Dataset items
##########

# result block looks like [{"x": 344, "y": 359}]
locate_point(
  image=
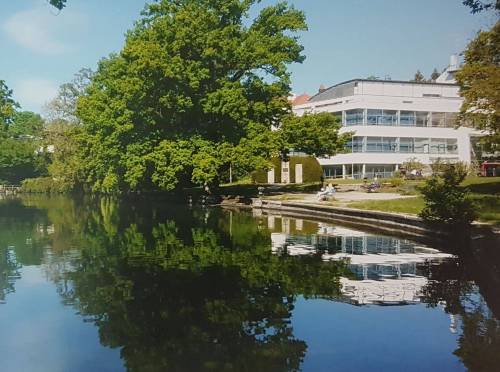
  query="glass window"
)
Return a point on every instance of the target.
[
  {"x": 382, "y": 117},
  {"x": 380, "y": 144},
  {"x": 389, "y": 117},
  {"x": 438, "y": 146},
  {"x": 422, "y": 118},
  {"x": 406, "y": 145},
  {"x": 421, "y": 145},
  {"x": 373, "y": 144},
  {"x": 451, "y": 146},
  {"x": 355, "y": 145},
  {"x": 407, "y": 118},
  {"x": 338, "y": 115},
  {"x": 450, "y": 119},
  {"x": 354, "y": 117},
  {"x": 438, "y": 120},
  {"x": 388, "y": 144},
  {"x": 373, "y": 117}
]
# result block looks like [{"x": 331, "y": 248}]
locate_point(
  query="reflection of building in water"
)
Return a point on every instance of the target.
[{"x": 385, "y": 269}]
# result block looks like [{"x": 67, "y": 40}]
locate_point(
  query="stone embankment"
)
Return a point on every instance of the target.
[{"x": 390, "y": 222}]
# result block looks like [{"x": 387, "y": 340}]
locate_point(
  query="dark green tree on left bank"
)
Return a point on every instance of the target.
[
  {"x": 18, "y": 156},
  {"x": 197, "y": 88}
]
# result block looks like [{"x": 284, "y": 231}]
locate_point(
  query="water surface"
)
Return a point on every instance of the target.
[{"x": 149, "y": 285}]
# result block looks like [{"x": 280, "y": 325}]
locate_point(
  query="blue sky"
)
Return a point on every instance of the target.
[{"x": 41, "y": 48}]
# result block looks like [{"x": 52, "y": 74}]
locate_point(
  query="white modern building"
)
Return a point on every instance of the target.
[{"x": 392, "y": 122}]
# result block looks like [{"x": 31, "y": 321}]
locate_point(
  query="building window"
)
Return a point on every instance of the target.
[
  {"x": 421, "y": 145},
  {"x": 451, "y": 146},
  {"x": 408, "y": 118},
  {"x": 423, "y": 118},
  {"x": 355, "y": 145},
  {"x": 438, "y": 146},
  {"x": 406, "y": 145},
  {"x": 354, "y": 117},
  {"x": 438, "y": 120},
  {"x": 338, "y": 116},
  {"x": 380, "y": 144},
  {"x": 450, "y": 119},
  {"x": 382, "y": 117}
]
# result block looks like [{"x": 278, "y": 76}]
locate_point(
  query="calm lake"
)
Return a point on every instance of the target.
[{"x": 149, "y": 285}]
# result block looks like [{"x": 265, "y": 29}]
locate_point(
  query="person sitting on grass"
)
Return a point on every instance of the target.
[{"x": 325, "y": 192}]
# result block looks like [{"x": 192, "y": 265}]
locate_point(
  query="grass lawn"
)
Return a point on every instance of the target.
[{"x": 485, "y": 191}]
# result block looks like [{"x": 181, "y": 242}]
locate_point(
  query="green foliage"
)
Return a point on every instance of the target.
[
  {"x": 196, "y": 87},
  {"x": 479, "y": 5},
  {"x": 446, "y": 202},
  {"x": 396, "y": 181},
  {"x": 43, "y": 185},
  {"x": 314, "y": 134},
  {"x": 26, "y": 123},
  {"x": 311, "y": 170},
  {"x": 7, "y": 107},
  {"x": 63, "y": 106},
  {"x": 19, "y": 160},
  {"x": 66, "y": 164},
  {"x": 479, "y": 79}
]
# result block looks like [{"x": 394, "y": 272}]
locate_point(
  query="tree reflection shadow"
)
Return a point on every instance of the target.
[{"x": 190, "y": 296}]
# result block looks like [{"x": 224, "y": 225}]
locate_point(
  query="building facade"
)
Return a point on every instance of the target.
[{"x": 392, "y": 122}]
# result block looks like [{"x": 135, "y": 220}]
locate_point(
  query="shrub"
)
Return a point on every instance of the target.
[
  {"x": 446, "y": 202},
  {"x": 311, "y": 170},
  {"x": 396, "y": 182},
  {"x": 45, "y": 185}
]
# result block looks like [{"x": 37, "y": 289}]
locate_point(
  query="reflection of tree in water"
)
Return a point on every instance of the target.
[
  {"x": 9, "y": 272},
  {"x": 17, "y": 247},
  {"x": 174, "y": 297},
  {"x": 452, "y": 285}
]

##########

* WHAT IS NEEDED
Copy out every line of the data that includes "grass".

* OUTPUT OF THE TASK
  query="person sitting on grass"
  query="grass lawn"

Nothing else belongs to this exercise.